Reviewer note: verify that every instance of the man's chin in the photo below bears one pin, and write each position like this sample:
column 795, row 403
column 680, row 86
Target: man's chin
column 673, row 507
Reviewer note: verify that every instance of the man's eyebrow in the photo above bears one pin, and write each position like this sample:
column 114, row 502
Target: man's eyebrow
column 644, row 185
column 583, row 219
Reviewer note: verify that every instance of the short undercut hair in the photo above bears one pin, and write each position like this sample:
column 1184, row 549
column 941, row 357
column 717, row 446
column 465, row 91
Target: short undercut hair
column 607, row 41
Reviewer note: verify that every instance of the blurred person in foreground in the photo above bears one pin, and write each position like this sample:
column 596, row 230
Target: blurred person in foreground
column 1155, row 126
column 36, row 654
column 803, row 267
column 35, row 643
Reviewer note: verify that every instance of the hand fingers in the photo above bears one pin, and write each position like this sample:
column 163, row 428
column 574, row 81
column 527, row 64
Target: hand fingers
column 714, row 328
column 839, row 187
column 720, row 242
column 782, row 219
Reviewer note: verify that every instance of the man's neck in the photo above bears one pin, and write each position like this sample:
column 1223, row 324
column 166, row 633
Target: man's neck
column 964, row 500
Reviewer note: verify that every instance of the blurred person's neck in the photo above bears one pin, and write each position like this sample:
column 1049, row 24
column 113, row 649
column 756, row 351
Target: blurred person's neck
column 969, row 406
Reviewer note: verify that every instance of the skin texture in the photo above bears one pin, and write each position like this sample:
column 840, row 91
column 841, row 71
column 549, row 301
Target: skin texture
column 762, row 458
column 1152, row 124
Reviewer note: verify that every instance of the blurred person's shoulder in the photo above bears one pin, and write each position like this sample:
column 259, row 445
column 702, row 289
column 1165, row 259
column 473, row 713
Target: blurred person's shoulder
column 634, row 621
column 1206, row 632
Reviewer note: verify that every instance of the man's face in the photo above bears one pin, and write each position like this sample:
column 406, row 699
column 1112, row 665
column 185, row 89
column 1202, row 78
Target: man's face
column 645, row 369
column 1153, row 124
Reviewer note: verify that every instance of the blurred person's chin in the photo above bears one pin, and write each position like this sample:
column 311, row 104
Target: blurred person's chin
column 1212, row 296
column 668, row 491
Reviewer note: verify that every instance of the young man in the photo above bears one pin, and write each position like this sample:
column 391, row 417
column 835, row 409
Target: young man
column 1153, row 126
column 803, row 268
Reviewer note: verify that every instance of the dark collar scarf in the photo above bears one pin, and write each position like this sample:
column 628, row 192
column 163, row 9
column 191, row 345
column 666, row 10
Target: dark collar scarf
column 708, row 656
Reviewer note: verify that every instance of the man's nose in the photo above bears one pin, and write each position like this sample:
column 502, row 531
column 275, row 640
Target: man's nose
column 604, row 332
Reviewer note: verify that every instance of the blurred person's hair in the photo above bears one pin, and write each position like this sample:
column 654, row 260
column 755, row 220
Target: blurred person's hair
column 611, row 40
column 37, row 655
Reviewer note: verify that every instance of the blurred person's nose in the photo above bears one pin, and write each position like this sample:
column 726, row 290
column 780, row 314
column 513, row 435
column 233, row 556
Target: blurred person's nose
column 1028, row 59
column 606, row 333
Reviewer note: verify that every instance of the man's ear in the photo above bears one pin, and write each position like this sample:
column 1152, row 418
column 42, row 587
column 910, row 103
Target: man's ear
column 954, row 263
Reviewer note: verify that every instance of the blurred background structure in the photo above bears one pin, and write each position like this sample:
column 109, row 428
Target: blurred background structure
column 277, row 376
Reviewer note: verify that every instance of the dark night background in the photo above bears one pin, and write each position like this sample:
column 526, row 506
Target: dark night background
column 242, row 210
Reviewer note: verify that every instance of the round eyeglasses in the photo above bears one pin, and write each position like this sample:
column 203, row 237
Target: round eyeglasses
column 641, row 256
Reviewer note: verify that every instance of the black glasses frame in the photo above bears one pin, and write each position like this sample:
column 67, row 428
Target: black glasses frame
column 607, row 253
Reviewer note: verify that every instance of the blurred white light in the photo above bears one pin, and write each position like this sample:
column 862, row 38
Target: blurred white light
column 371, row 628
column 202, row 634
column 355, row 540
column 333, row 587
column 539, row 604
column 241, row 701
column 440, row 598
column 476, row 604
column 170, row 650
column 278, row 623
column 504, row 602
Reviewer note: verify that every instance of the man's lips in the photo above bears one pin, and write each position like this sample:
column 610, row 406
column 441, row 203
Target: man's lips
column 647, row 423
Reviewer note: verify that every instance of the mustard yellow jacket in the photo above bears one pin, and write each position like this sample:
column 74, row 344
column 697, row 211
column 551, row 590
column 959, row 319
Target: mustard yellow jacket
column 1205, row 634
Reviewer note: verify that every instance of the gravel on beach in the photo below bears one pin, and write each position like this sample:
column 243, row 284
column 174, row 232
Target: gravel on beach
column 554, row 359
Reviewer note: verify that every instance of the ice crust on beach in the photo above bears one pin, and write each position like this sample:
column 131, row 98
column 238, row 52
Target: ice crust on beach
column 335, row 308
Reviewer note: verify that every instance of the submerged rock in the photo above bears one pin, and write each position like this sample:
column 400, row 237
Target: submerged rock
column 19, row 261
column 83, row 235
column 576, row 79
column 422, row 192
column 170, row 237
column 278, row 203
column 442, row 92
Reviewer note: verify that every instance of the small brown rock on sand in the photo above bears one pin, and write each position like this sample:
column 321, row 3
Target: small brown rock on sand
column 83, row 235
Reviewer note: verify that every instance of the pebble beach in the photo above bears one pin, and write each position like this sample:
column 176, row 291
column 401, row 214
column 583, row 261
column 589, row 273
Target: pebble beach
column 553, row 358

____

Render every line of the material above as a JSON list of strings, one string per line, with blank lines omitted.

[
  "Reviewer note: verify that every instance of the man's chin in the photo below bears one pin, and write each position like this sample:",
  "column 795, row 403",
  "column 680, row 86",
  "Target: man's chin",
  "column 673, row 507",
  "Reviewer note: verify that every instance of the man's eyebrow in the photo above bears one pin, and write each position like this sample:",
  "column 114, row 502",
  "Target: man's eyebrow",
  "column 644, row 185",
  "column 583, row 219",
  "Reviewer note: verify that every instance of the short undercut hair in the photo above bears one pin, and write each position like this sample:",
  "column 1184, row 549",
  "column 941, row 357",
  "column 717, row 446",
  "column 465, row 91",
  "Target: short undercut hair",
  "column 607, row 41",
  "Reviewer note: verify that every instance of the blurred person in foreground in the photo above bears one pin, and write each position like this sample:",
  "column 596, row 230",
  "Target: blurred person in foreground",
  "column 1155, row 126",
  "column 36, row 654",
  "column 803, row 267",
  "column 35, row 643",
  "Reviewer note: verify that every instance of the hand fingers in the photo above bears one pin, and write each position like this sample:",
  "column 163, row 428",
  "column 574, row 81",
  "column 527, row 64",
  "Target: hand fingers",
  "column 714, row 328",
  "column 839, row 187",
  "column 720, row 242",
  "column 782, row 219",
  "Reviewer note: verify that every instance of the man's neck in the photo above bears one pin, and write each position like this sample:",
  "column 1223, row 324",
  "column 166, row 633",
  "Target: man's neck",
  "column 964, row 500",
  "Reviewer note: verify that every instance of the blurred person's neck in the photo above bears one pin, and write each position like this sample:",
  "column 1049, row 24",
  "column 113, row 649",
  "column 756, row 351",
  "Target: blurred person's neck",
  "column 969, row 406",
  "Reviewer note: verify that every instance of the skin texture in the photo above bears one pin, and write each position like this sample:",
  "column 840, row 91",
  "column 841, row 71",
  "column 549, row 301",
  "Target: skin texture",
  "column 762, row 458",
  "column 1152, row 124",
  "Reviewer note: verify that every instance of the blurred person's shoulder in the photo above bears one pin, and write each position like this sample:",
  "column 259, row 445",
  "column 702, row 289",
  "column 1165, row 259",
  "column 473, row 713",
  "Target: blurred person's shoulder",
  "column 634, row 621",
  "column 1206, row 632",
  "Reviewer note: verify that every instance of the man's face in the photo above bears one pin, and write each position like this sample:",
  "column 406, row 699",
  "column 1112, row 665",
  "column 185, row 89",
  "column 1202, row 78",
  "Target: man's face",
  "column 645, row 369",
  "column 1153, row 124",
  "Reviewer note: verify that every instance of the blurred person's chin in the photo above bears one pin, and write each position like this sample:",
  "column 311, row 104",
  "Target: blurred person's chin",
  "column 1212, row 296",
  "column 668, row 491",
  "Reviewer note: verify that every instance of the young man in the photo above bears one pin, and write each position like this sample:",
  "column 391, row 417",
  "column 835, row 409",
  "Target: young man",
  "column 1153, row 126",
  "column 803, row 268",
  "Reviewer note: verify that every instance of the dark collar scarf in the photo above bears one pin, and write each position like this sample:",
  "column 628, row 192",
  "column 163, row 9",
  "column 191, row 345",
  "column 666, row 10",
  "Target: dark collar scarf",
  "column 708, row 656",
  "Reviewer note: verify that every instance of the man's nose in the photo above bears one pin, and write each position like this sample:",
  "column 502, row 531",
  "column 275, row 640",
  "Target: man's nose",
  "column 604, row 332",
  "Reviewer note: verify that every instance of the blurred person's hair in the photo above bears one pin, and write each position like this sample:",
  "column 654, row 260",
  "column 755, row 220",
  "Target: blurred person's hair",
  "column 611, row 40",
  "column 37, row 655",
  "Reviewer note: verify that every instance of the blurred person's nose in the photo above bears one pin, and write each position like this sample:",
  "column 726, row 290",
  "column 780, row 314",
  "column 513, row 435",
  "column 233, row 556",
  "Target: blurred person's nose",
  "column 1028, row 59",
  "column 606, row 333",
  "Reviewer note: verify that every instance of the man's ear in the photo above bears one pin, and write each position like this sample:",
  "column 1152, row 418",
  "column 42, row 587",
  "column 910, row 103",
  "Target: man's ear",
  "column 954, row 263",
  "Reviewer note: verify that every instance of the blurred background structure in the photo above bears one pin, and write each position like this sample:",
  "column 109, row 428",
  "Target: blurred background structure",
  "column 277, row 376",
  "Reviewer note: verify that every instance of the dark night background in the photo above bears one pin, and write each position like this sample:",
  "column 526, row 506",
  "Target: dark night background",
  "column 242, row 210",
  "Reviewer note: verify that every instance of the round eyeglasses in the photo above bears one pin, and write each position like this sample:",
  "column 203, row 237",
  "Target: round eyeglasses",
  "column 641, row 256",
  "Reviewer note: verify that every instance of the black glasses frame in the photo above bears one pin, and write each position like this sample:",
  "column 67, row 428",
  "Target: black glasses frame",
  "column 607, row 253",
  "Reviewer note: verify that every instance of the blurred white light in the photo above bears one pin, and write each position like this sample:",
  "column 862, row 38",
  "Target: blurred white light",
  "column 371, row 628",
  "column 202, row 634",
  "column 355, row 540",
  "column 333, row 587",
  "column 539, row 604",
  "column 241, row 701",
  "column 440, row 598",
  "column 476, row 604",
  "column 170, row 650",
  "column 278, row 623",
  "column 504, row 602",
  "Reviewer note: verify that every instance of the man's lips in the photo above bears one pin, and write each position like this sample:",
  "column 610, row 406",
  "column 441, row 203",
  "Target: man's lips",
  "column 647, row 423",
  "Reviewer note: verify that every instance of the mustard yellow jacket in the photo above bears one pin, and write each position like this sample:",
  "column 74, row 344",
  "column 697, row 211",
  "column 551, row 590",
  "column 959, row 319",
  "Target: mustard yellow jacket",
  "column 1205, row 634",
  "Reviewer note: verify that every instance of the gravel on beach in the photo below bears one pin, and write each position like this sample:",
  "column 243, row 284",
  "column 174, row 232",
  "Target: gravel on beach",
  "column 554, row 359",
  "Reviewer note: verify that every instance of the ice crust on beach in the photo above bears one pin, and write each position like this sample:",
  "column 131, row 98",
  "column 238, row 52",
  "Target: ice crust on beach",
  "column 335, row 308",
  "Reviewer note: verify that every instance of the submerged rock in the photo above bears one pin, and write each position like this sample:",
  "column 400, row 237",
  "Target: submerged rock",
  "column 19, row 261",
  "column 83, row 235",
  "column 576, row 79",
  "column 422, row 192",
  "column 170, row 237",
  "column 278, row 203",
  "column 442, row 92",
  "Reviewer note: verify that every instance of the small brown rock on sand in the photo above bears one pin, and write each position like this sample:",
  "column 321, row 3",
  "Target: small brown rock on sand",
  "column 83, row 235",
  "Reviewer note: verify that every instance of the pebble beach in the photo above bears one pin, and write each position like this sample:",
  "column 176, row 291",
  "column 401, row 214",
  "column 583, row 261",
  "column 589, row 273",
  "Target: pebble beach",
  "column 553, row 358"
]